WHAT THE EXERCISE ASKS: Please return the lines of the data below, word for word, from the first line through the line containing "box: [293, 29, 352, 91]".

(Stored items)
┏━━
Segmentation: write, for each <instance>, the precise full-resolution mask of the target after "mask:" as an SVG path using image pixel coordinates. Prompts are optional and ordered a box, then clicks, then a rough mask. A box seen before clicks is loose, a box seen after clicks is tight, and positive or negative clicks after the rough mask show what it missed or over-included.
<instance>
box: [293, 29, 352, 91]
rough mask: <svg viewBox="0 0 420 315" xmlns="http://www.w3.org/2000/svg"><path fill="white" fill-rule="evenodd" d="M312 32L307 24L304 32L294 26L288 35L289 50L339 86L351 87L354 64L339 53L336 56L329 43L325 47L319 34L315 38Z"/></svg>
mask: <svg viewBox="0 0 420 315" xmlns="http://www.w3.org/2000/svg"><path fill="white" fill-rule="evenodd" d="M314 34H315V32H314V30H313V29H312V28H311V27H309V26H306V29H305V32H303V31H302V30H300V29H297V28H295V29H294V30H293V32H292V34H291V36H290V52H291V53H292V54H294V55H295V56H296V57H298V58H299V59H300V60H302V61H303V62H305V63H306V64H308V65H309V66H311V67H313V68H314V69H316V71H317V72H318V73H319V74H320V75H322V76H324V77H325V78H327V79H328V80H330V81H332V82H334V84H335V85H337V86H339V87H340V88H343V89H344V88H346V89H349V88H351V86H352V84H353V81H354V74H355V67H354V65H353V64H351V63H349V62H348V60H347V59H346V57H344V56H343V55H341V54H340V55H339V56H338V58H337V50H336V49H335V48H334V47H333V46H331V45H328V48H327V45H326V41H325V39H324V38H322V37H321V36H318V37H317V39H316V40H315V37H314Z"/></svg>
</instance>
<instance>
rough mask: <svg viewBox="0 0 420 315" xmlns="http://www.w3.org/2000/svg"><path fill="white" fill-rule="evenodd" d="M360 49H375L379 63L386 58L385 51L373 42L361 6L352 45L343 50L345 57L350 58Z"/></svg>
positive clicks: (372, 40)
┗━━
RESPONSE BELOW:
Segmentation: write, for each <instance>, the precise full-resolution mask of the target after "mask:" as an SVG path using image pixel coordinates. Prompts are optional and ordered a box, then clicks, then a rough mask. A box seen before clicks is loose, a box seen after clicks is tight, and positive or negative clicks after the rough mask show what it missed or over-included.
<instance>
box: [293, 29, 352, 91]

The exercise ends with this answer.